[A run of records]
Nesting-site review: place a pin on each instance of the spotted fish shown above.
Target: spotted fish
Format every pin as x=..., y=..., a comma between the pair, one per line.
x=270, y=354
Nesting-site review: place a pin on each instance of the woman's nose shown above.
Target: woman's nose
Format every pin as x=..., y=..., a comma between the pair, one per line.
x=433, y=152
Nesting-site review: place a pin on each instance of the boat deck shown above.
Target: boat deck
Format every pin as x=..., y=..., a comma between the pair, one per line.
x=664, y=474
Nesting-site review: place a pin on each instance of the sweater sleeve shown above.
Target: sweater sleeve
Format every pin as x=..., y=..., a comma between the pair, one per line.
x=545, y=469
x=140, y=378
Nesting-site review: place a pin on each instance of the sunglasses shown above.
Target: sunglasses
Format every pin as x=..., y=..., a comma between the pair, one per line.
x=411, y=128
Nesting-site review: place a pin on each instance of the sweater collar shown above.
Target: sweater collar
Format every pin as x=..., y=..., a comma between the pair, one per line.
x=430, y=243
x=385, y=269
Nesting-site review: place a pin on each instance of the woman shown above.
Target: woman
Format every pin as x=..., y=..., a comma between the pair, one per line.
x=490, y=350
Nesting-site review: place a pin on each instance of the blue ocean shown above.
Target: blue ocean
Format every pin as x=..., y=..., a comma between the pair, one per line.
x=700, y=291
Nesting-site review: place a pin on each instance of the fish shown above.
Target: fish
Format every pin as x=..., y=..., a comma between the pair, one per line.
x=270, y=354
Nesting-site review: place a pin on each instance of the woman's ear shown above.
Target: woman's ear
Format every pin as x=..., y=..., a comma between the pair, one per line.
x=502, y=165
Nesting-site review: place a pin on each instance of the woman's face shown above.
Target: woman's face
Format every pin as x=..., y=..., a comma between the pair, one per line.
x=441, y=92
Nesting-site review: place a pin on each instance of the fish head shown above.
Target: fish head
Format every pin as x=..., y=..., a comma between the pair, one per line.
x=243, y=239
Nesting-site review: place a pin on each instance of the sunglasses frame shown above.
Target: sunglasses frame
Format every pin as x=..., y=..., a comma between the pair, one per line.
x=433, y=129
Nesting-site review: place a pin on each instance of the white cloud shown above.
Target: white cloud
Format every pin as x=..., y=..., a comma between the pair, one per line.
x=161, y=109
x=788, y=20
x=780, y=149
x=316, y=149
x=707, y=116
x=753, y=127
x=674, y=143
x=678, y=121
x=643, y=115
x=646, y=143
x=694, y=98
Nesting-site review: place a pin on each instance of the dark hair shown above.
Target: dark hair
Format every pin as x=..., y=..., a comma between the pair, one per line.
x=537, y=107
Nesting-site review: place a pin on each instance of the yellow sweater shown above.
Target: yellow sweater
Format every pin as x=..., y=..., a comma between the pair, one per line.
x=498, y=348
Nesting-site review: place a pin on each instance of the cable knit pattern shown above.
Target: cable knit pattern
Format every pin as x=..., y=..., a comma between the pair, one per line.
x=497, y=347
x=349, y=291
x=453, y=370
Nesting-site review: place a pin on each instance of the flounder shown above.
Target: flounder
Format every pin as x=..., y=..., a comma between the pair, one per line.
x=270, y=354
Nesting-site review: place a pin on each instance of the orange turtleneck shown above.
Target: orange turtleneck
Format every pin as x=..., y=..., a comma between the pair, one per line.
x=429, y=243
...
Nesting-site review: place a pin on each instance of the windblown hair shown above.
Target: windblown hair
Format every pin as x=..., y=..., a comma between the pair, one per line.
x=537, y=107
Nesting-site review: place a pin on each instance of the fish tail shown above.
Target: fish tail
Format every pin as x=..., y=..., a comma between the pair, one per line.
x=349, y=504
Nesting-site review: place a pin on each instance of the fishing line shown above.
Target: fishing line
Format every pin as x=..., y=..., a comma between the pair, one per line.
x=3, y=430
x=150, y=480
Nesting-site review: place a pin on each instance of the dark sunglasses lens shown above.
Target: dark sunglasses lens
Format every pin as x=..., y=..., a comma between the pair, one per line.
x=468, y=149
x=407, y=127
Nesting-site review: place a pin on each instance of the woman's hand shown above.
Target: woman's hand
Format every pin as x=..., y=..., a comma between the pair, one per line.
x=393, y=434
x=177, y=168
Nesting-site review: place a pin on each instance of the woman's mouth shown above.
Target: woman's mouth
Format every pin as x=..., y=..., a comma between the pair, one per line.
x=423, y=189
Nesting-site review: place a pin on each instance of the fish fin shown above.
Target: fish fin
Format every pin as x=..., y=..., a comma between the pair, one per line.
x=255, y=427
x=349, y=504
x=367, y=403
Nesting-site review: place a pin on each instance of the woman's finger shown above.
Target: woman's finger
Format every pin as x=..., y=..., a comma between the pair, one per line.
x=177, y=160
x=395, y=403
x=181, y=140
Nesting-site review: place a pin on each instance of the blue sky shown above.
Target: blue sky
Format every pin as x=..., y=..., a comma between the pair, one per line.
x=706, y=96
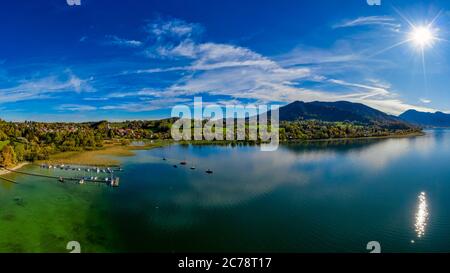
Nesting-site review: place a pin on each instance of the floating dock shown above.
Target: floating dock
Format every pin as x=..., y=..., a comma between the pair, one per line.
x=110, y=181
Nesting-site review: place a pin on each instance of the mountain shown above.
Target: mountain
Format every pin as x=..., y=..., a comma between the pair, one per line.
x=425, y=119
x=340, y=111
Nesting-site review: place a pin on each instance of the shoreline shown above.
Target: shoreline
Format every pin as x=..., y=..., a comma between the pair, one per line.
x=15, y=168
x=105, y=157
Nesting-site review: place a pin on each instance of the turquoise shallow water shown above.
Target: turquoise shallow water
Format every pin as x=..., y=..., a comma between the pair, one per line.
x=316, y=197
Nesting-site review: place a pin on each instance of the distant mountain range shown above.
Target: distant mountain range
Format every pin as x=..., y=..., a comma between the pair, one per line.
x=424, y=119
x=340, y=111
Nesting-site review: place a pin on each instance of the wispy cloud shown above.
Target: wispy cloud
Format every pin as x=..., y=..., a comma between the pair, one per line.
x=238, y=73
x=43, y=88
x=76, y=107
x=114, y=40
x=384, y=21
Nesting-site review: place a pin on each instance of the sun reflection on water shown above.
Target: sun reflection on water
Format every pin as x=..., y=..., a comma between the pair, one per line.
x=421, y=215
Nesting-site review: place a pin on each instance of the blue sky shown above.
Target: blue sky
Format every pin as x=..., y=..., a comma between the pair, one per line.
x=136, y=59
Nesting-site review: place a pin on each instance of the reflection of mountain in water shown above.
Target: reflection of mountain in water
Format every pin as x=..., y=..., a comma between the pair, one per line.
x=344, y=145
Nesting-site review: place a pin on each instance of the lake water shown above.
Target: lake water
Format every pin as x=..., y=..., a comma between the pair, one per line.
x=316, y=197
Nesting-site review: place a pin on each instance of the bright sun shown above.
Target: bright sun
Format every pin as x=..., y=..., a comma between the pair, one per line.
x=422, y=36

The exercise:
Set down, word for word, the part of the items above that opens with the line containing "Nesting-site review: place a pin on each instance of the orange" and closes with the line containing "x=429, y=243", both of those lines included.

Exercise solution:
Nesting-site review: place a pin on each instance of the orange turtleneck shown above.
Target: orange turtleneck
Format every pin as x=..., y=..., a comma between the pair, one per line.
x=429, y=243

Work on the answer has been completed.